─── Gezeigter Text ───

Google machte bereits 2022 Aufnahmen für Street View

Tatsächlich fanden viele der Kamerafahrten jedoch bereits 2022 statt. Laut Google waren die Bilder nur für interne Verwendung gedacht. Daher hatte der HmbBfDI Google aufgefordert, die Öffentlichkeit über die geänderte Verwendungsabsicht zu informieren. "Der HmbBfDI hat die Zweckänderung am Maßstab der DSGVO geprüft und für zulässig erachtet", so die Behörde.

Dass es nun zu einem umfassenden Update bei Street View kommt, hat auch mit einer Entscheidung des Europäischen Gerichtshofs für Menschenrechte zu tun. 2019 regelte dieser, dass Häuserfotos kein Persönlichkeitsrecht verletzen.

Welche Rolle spielt die Konkurrenz beim Street-View-Update?

Und auch die Konkurrenz könnte eine Rolle spielen. Denn Google Street View ist beileibe nicht der einzige Kartendienst, der Aufnahmen aus der Straßenperspektive anbietet. So machte etwas das schwedische Start-up Mapillary mit ähnlichen Funktionen auf sich aufmerksam. So sehr, dass sich die Facebook-Mutter Meta die App einverleibte. Mit dem Apple-Dienst "Look Around" ist ein weiterer potenziell großer Player aufs Parkett getreten. Seit Juli 2022 ist dort fast ganz Deutschland zu sehen.

─── Inhalt der Liste ───

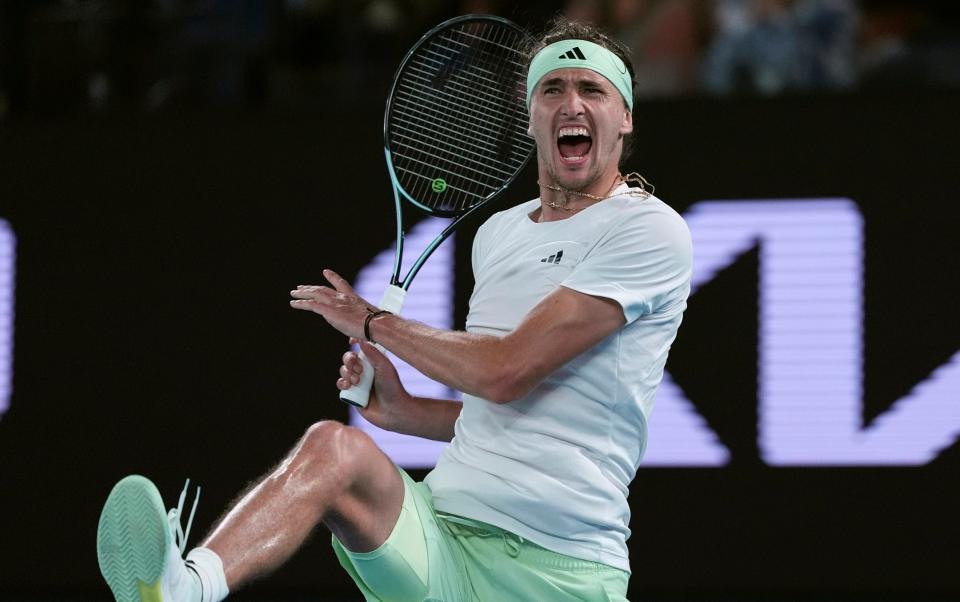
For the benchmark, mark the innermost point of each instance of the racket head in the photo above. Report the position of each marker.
(455, 126)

───

→ **Gestellte Aufgabe**:
Beantworte diese Fragen zum Text über Google Street View:
1. In welchem Jahr fanden viele der Kamerafahrten schon statt?
2. Was hat der Europäische Gerichtshof für Menschenrechte 2019 entschieden?
3. Seit wann ist bei „Look Around“ fast ganz Deutschland zu sehen?

→ **Gelöste Aufgabe**:
1. 2022
2. Dass Häuserfotos kein Persönlichkeitsrecht verletzen
3. Seit Juli 2022